▶ _ページ抜粋_
◇ ◇ ◇ ◇ ◇

来歴
1919年3月30日、佐賀県鳥栖市出身。一部資料では大正12年(1923年)生まれと記載されている。
1943年に日本大学専門部美学科を卒業。同年に海軍航空隊に入隊。
1944年に『加藤隼戦闘隊』で助監督兼エキストラの空挺隊員役で参加。
1945年に復員し日大に復学。1947年に卒業した。
1948年に東宝の監督部に入社。市川崑、渡辺邦男、松林宗恵、本多猪四郎、稲垣浩、鈴木英夫らの助監督を務めた。
1959年に『頑張れゴキゲン娘』で初監督。
1962年に『ニッポン無責任時代』が大ヒットしたことから、東宝の娯楽映画を多数手がけた。
1970年に東宝を退社。東宝在籍時代から構想していた大作映画『アジアの嵐』を企画していたが実現することはなかった。
1997年1月16日死去。享年77。
人物
海軍航空隊時代にパレンバン空挺降下作戦で一番乗りしたと自称しており、砧の撮影所では「パレさん」という愛称で呼ばれていた。しかし実際に古澤が海軍航空隊に入隊したのはパレンバン空挺降下作戦より後であり、同じく海軍で従軍経験のある松林宗恵も「あれはでまかせ」と語っている。
一説には『加藤隼戦闘隊』参加時にパレンバン空挺降下作戦の隊員役でエキストラ出演していたことを誇張していたといわれている。
クレージー映画や若大将シリーズのタイトルバックで画面の奥からタイトルロゴやクレジットが飛び出してくるド派手なオープニング演出や、空撮・俯瞰ショットの多用、なにかと「軍艦行進曲」や「人生劇場」を流すなど独特の作風で知られる。

◇ ◇ ◇ ◇ ◇

▶ _保存記録_
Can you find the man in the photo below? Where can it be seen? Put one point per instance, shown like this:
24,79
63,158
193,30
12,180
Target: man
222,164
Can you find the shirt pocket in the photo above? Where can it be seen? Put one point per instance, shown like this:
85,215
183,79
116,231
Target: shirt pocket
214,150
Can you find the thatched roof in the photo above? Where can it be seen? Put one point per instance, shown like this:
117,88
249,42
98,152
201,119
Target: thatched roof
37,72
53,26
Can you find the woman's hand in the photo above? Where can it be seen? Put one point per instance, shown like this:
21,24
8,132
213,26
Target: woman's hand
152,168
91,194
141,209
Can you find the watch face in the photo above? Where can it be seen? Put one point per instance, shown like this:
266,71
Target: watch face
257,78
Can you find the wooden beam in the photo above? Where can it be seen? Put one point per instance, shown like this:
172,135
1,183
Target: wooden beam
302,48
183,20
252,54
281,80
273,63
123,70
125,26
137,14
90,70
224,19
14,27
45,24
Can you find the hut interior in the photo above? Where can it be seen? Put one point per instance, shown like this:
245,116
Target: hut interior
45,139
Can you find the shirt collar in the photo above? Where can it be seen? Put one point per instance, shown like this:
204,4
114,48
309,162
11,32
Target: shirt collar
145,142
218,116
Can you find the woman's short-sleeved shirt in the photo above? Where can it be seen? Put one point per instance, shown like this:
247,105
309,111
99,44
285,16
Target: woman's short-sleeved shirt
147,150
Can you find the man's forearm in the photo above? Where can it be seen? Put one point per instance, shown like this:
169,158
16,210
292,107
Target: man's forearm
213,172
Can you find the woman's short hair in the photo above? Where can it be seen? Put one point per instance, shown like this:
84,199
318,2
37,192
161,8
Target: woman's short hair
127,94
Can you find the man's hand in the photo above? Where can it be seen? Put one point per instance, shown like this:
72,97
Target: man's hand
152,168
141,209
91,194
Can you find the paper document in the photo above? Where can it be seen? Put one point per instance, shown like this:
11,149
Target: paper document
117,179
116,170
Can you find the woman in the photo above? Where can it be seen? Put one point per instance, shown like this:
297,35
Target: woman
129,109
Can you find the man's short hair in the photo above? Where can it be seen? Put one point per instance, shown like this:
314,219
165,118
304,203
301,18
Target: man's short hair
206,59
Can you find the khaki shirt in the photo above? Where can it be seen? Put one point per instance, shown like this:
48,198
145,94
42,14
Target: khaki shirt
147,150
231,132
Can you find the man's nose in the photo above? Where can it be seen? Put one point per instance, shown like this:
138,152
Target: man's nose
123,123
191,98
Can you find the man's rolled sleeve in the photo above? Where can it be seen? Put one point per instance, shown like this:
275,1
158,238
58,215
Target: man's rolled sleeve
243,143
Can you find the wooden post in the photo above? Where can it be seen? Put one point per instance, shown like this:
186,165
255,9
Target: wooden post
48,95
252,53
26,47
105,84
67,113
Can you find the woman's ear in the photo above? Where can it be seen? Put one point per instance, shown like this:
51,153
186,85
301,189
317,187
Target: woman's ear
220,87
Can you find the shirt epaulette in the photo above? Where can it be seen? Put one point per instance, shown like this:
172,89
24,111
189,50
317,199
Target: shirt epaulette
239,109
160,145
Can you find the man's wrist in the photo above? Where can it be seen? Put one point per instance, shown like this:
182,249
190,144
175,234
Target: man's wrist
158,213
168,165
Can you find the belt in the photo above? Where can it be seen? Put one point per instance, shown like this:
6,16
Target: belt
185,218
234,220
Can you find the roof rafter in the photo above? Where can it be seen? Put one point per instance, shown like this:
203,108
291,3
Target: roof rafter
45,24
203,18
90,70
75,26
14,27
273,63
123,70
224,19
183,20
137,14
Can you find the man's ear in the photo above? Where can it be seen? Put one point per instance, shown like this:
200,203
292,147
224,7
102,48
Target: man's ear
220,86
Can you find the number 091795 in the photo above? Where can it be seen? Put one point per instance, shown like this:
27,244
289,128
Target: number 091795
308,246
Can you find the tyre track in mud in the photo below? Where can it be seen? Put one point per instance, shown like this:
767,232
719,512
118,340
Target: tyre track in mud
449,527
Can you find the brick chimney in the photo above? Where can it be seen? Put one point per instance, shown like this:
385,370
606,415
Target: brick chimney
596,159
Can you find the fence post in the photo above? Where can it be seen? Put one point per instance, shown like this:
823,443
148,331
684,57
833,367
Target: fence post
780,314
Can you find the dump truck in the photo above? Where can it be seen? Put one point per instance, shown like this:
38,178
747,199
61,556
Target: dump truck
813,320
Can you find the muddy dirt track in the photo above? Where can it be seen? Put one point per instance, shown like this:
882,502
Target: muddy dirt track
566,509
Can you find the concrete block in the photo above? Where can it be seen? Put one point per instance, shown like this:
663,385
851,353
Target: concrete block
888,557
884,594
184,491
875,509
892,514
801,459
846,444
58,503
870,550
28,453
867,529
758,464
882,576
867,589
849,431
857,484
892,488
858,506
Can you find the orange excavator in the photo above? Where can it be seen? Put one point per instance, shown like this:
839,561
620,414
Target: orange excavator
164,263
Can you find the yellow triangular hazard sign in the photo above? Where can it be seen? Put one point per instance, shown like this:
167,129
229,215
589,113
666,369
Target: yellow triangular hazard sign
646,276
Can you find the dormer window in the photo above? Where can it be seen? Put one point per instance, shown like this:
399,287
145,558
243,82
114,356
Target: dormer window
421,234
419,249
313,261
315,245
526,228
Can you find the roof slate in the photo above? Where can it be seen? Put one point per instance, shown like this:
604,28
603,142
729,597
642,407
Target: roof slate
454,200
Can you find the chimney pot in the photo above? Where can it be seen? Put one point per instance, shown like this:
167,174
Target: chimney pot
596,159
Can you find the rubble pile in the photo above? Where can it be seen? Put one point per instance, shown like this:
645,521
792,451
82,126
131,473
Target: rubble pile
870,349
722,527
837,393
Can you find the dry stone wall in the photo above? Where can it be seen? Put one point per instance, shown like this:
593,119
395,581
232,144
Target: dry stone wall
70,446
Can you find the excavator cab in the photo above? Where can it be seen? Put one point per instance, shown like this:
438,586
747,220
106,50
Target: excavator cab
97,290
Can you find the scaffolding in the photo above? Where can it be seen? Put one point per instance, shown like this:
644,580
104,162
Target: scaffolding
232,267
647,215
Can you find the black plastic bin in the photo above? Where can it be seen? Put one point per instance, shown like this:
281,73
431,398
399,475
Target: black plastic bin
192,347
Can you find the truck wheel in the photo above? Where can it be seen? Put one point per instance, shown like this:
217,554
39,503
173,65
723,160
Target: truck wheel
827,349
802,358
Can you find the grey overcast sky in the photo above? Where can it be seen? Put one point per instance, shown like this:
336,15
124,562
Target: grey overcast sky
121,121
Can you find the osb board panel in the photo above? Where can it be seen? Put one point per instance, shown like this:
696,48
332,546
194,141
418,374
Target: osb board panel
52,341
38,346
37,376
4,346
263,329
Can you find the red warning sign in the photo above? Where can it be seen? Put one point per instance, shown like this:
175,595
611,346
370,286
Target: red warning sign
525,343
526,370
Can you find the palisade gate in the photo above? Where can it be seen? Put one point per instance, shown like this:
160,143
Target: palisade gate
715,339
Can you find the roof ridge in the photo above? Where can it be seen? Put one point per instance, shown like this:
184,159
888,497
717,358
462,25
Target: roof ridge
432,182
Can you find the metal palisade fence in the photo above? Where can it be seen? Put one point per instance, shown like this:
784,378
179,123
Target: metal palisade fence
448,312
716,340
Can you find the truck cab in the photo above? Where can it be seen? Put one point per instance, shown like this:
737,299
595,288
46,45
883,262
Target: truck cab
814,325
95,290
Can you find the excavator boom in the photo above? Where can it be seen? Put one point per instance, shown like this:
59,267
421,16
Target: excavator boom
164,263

◇ ◇ ◇ ◇ ◇

▶ _作業内容_
映画監督の経歴文から、「1962年に『ニッポン無責任」を含む語句で始まり「誇張していたといわれている。」で終わる部分を、一字も変えずに書き写してください。

▶ _最終結果_
1962年に『ニッポン無責任時代』が大ヒットしたことから、東宝の娯楽映画を多数手がけた。
1970年に東宝を退社。東宝在籍時代から構想していた大作映画『アジアの嵐』を企画していたが実現することはなかった。
1997年1月16日死去。享年77。
人物
海軍航空隊時代にパレンバン空挺降下作戦で一番乗りしたと自称しており、砧の撮影所では「パレさん」という愛称で呼ばれていた。しかし実際に古澤が海軍航空隊に入隊したのはパレンバン空挺降下作戦より後であり、同じく海軍で従軍経験のある松林宗恵も「あれはでまかせ」と語っている。
一説には『加藤隼戦闘隊』参加時にパレンバン空挺降下作戦の隊員役でエキストラ出演していたことを誇張していたといわれている。